━━━━━ Records provided ━━━━━

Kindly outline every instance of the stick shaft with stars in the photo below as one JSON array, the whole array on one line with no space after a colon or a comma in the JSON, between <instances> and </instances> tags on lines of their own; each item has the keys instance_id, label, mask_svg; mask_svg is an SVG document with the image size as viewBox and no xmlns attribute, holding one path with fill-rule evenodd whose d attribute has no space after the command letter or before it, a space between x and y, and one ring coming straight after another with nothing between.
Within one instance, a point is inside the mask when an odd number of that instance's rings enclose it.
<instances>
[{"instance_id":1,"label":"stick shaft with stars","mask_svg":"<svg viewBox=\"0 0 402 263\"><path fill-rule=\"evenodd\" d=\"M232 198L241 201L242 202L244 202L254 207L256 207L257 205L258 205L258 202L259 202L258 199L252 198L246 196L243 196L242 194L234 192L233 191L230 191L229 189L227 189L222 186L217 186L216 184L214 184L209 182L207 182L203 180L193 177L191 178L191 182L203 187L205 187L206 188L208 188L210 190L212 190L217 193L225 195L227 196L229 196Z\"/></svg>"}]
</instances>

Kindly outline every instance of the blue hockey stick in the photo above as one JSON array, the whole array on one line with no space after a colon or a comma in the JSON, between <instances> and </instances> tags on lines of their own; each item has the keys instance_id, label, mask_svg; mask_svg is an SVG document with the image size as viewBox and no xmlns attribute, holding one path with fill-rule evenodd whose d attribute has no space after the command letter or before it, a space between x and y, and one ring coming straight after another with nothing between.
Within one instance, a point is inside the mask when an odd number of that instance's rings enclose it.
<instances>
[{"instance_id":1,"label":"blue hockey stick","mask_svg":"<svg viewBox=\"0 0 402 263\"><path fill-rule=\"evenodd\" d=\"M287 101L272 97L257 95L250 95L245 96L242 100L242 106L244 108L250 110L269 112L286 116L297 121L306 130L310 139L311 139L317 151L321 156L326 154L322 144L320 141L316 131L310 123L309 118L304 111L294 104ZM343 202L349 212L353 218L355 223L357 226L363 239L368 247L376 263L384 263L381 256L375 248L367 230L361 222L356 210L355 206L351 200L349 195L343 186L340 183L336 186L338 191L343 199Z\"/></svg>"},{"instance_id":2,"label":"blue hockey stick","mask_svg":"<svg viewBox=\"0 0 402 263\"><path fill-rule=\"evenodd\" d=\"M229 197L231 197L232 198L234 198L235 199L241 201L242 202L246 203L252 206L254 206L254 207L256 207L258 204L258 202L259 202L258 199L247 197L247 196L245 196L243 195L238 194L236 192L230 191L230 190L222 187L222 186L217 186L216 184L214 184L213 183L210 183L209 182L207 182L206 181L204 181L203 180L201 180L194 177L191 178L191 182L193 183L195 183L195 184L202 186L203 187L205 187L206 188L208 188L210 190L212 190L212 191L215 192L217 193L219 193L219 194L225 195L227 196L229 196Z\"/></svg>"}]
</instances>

━━━━━

● What this task involves
All of the records must be retyped exactly as they are.

● Written reply
Kindly outline every instance of the stick shaft with stars in the photo below as one JSON array, the whole array on one line with no space after a colon or a comma in the JSON, between <instances> and </instances> tags on lines of their own; each item has the keys instance_id, label, mask_svg; mask_svg is an SVG document with the image size as viewBox and no xmlns attribute, holding one path with fill-rule evenodd whose d attribute has no space after the command letter or before it, a space between x and y, and one ring coming straight after another with nothing between.
Within one instance, a point is inside the mask when an odd number of that instance's rings enclose it.
<instances>
[{"instance_id":1,"label":"stick shaft with stars","mask_svg":"<svg viewBox=\"0 0 402 263\"><path fill-rule=\"evenodd\" d=\"M232 198L241 201L242 202L244 202L254 207L256 207L257 205L258 205L258 202L259 202L258 199L252 198L246 196L243 196L242 194L234 192L233 191L230 191L229 189L227 189L222 186L217 186L216 184L214 184L209 182L207 182L203 180L193 177L191 178L191 182L203 187L205 187L206 188L208 188L210 190L212 190L217 193L225 195L227 196L229 196Z\"/></svg>"}]
</instances>

Kindly outline every instance of the blue hockey stick in the photo above as one JSON array, the whole array on one line with no space after a colon or a comma in the JSON, between <instances> and </instances> tags on lines of their own; each item has the keys instance_id, label, mask_svg; mask_svg is an SVG document with the image size as viewBox and no xmlns attribute, holding one path with fill-rule evenodd whose d attribute has no space after the command letter or before it, a space between x and y, and one ring coming straight after another with nothing between.
Within one instance, a point is inside the mask when an odd number of that instance's rings enclose it.
<instances>
[{"instance_id":1,"label":"blue hockey stick","mask_svg":"<svg viewBox=\"0 0 402 263\"><path fill-rule=\"evenodd\" d=\"M287 101L272 97L257 95L250 95L245 96L242 100L242 106L244 108L250 110L269 112L286 116L297 121L306 130L310 139L311 139L317 151L321 156L326 154L322 144L320 141L316 131L310 123L309 118L304 111L294 104ZM343 202L349 212L353 218L355 223L357 226L363 239L368 247L376 263L384 263L381 256L375 248L367 230L361 222L356 210L355 206L351 200L349 195L343 186L340 183L336 186L338 191L343 199Z\"/></svg>"},{"instance_id":2,"label":"blue hockey stick","mask_svg":"<svg viewBox=\"0 0 402 263\"><path fill-rule=\"evenodd\" d=\"M229 197L231 197L232 198L234 198L235 199L241 201L242 202L246 203L252 206L254 206L254 207L256 207L258 204L258 202L259 202L258 199L247 197L247 196L245 196L243 195L238 194L236 192L230 191L230 190L222 187L222 186L217 186L216 184L214 184L213 183L210 183L209 182L207 182L206 181L204 181L203 180L201 180L194 177L191 178L191 182L193 183L195 183L195 184L202 186L203 187L205 187L206 188L208 188L210 190L212 190L212 191L215 192L217 193L219 193L219 194L225 195L227 196L229 196Z\"/></svg>"}]
</instances>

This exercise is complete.